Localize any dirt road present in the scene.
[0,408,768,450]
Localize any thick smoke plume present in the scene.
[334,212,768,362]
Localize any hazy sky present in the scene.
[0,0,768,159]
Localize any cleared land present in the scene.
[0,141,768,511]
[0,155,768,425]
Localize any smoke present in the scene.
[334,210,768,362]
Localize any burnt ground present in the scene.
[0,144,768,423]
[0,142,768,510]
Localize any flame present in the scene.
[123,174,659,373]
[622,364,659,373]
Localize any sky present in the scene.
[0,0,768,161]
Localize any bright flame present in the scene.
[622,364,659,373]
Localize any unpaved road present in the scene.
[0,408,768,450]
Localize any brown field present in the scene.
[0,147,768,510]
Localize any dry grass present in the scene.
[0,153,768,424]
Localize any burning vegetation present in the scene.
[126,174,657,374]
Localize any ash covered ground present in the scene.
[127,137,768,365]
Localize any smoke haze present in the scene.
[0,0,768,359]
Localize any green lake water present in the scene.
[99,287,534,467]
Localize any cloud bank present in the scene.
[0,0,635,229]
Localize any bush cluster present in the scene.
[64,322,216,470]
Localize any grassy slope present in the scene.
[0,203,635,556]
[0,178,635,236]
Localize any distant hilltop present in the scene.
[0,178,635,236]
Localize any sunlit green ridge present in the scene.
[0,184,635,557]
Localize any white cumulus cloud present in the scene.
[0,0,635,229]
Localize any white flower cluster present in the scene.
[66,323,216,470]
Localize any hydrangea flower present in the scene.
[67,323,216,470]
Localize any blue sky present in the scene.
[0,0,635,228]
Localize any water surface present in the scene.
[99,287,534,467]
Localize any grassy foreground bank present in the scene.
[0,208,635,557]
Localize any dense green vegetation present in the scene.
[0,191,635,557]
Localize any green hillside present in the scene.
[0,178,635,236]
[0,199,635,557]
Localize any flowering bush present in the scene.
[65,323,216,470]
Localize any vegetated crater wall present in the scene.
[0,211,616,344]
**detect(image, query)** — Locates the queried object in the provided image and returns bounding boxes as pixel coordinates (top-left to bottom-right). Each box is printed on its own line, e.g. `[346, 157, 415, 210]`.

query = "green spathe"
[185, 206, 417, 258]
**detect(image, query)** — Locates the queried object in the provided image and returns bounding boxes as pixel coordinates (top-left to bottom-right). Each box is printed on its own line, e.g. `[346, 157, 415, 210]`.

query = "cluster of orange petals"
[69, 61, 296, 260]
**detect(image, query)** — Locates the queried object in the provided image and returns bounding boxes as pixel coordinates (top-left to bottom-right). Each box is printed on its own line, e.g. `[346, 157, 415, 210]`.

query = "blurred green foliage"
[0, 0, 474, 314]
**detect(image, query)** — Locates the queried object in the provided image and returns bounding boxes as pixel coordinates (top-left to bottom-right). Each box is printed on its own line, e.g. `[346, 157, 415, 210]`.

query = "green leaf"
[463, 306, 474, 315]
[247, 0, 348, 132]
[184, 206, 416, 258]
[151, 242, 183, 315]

■ Work instructions ■
Reproduce all of the material above, swapping "present in the scene" for "visible in the scene" wherever it occurs and changing nothing else.

■ Solution to the exercise ■
Localize any dirt road visible in the scene.
[0,408,768,450]
Localize any thick smoke plume visible in the scene.
[334,212,768,362]
Localize any hazy sky visible in the scene.
[0,0,768,159]
Localize any cleared land visible in the scene.
[0,141,768,511]
[0,155,768,425]
Localize any smoke visible in the scene.
[334,210,768,362]
Localize any burnt ground visible in the scene.
[0,144,768,423]
[0,142,768,510]
Localize any flame visible in the scene.
[123,174,659,373]
[622,364,659,373]
Localize any sky visible in the scene.
[0,0,768,161]
Localize any bright flame visible in the scene.
[622,364,659,373]
Localize any unpaved road visible in the scene.
[0,408,768,450]
Localize any brown field visible in the scene.
[0,147,768,510]
Localize any dry grass visible in the scene.
[0,153,768,424]
Localize any burning vegetation visible in the scene.
[126,174,657,374]
Localize any ash covered ground visible in the scene.
[127,137,768,365]
Localize any smoke haze visible in the scene.
[0,0,768,359]
Localize any green lake water visible in the scene.
[99,287,534,467]
Localize any cloud bank visible in the scene.
[0,0,635,229]
Localize any bush cluster visible in the scene.
[64,322,216,470]
Localize any grassy slope visible in the scene.
[0,203,635,556]
[0,178,635,236]
Localize any distant hilltop visible in the scene.
[0,178,635,236]
Localize any sunlit green ridge visible in the scene.
[0,184,635,557]
Localize any white cumulus cloud visible in the scene.
[0,0,635,229]
Localize any white flower cluster visible in the scene.
[66,323,216,470]
Localize any hydrangea flower visible in the scene.
[67,323,216,470]
Localize any blue sky visible in the scene.
[0,0,635,228]
Localize any water surface visible in the scene.
[99,287,534,467]
Localize any grassy foreground bank visible in the scene.
[0,208,635,557]
Localize any dense green vegetation visible in the scene.
[0,191,635,557]
Localize any green hillside visible in the scene.
[0,178,635,236]
[0,199,635,557]
Localize any flowering bush visible in the scene.
[65,323,216,470]
Localize any vegetated crater wall visible in the scene.
[0,211,616,344]
**detect(image, query)** — Locates the queried object in the provided image and returns bounding boxes as pixel coordinates (top-left to bottom-right). Each box is printed on its own line, e.g. `[346, 157, 415, 210]`.

query = "green spathe"
[185, 206, 417, 258]
**detect(image, query)** — Locates the queried object in the provided image and returns bounding boxes as pixel coordinates (top-left to bottom-right). Each box is printed on its own line, e.g. `[346, 157, 415, 210]`.

query = "cluster of orange petals"
[69, 61, 296, 260]
**detect(image, query)** — Locates the queried object in the provided image and returns bounding boxes as pixel coordinates (top-left to bottom-right). Each box is printed on its own line, e.g. `[346, 157, 415, 210]`.

query = "blurred green foliage"
[0, 0, 474, 314]
**detect(image, query)** — Locates the queried object in the provided image and returns bounding boxes as pixel coordinates (top-left to bottom-right). Each box is printed on its own line, e.g. `[346, 157, 415, 210]`.

query = "green leaf"
[463, 306, 474, 315]
[247, 0, 348, 132]
[184, 206, 416, 258]
[151, 242, 183, 315]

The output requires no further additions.